> **PROMPT**: Write the next part of the Save the Prisoner problem text, picking up right after its final sentence.

> **TEXT**:

================================

Save the Prisoner Hackerrank problem solution coderinme

solution of Save the Prisoner hackerrank Problem

A jail has N prisoners, and each prisoner has a unique id number, S, ranging from 1 to N. There are M sweets that must be distributed to the prisoners.

The jailer decides the fairest way to do this is by sitting the prisoners down in a circle (ordered by ascending S), and then, starting with some random S, distribute one candy at a time to each sequentially numbered prisoner until all M candies are distributed. For example, if the jailer picks prisoner S=2, then his distribution order would be (2,3,4,5,…,n-1, n, 1,2,3,4,…) until all M sweets are distributed.

But wait—there’s a catch—the very last sweet is poisoned! Can you find and print the ID number of the last prisoner to receive a sweet so he can be warned?

================================

> **DATASET EXTRACT**:
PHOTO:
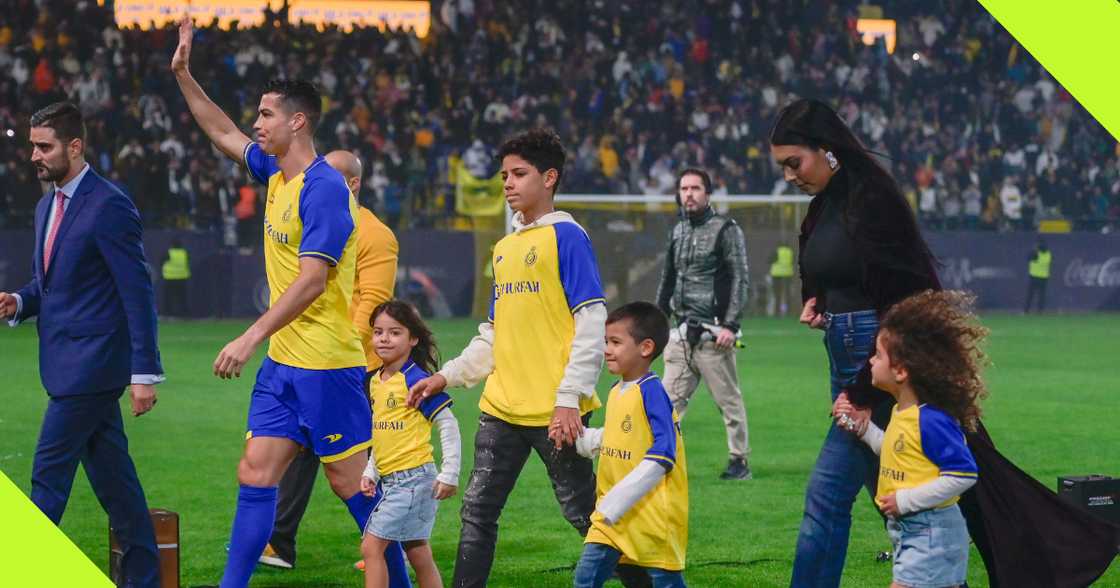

================================

> **OUTPUT OF THE TASK**:
Input Format

The first line contains an integer, T, denoting the number of test cases.
The T subsequent lines each contain 3 space-separated integers:
N(the number of prisoners), M(the number of sweets), and S(the prisoner ID), respectively.

Constraints
1<=T<=100
1<=N<=10^9
1<=M<=10^9
1<=S<=10^9

Output Format

For each test case, print the ID number of the prisoner who receives the poisoned sweet on a new line.

Sample Input

1
5 2 1
Sample Output

2
Explanation

There are N=5 prisoners and S=2 sweets. Distribution starts at ID number S=1, so prisoner 1 gets the first sweet and prisoner 2 gets the second (last) sweet. Thus, we must warn prisoner 2 about the poison, so we print 2 on a new line.


How we can solve it

In this problem, we need to determine the ID of last prisoner which can be done by moving M-1 steps further from S.
ID of last prisoner= (M-1+S)
Since we are moving in a circle so we need to take mod of this summation with N.
Because the ID starts from 1, so the ID of last prisoner= (M – 1 + S – 1) % N + 1)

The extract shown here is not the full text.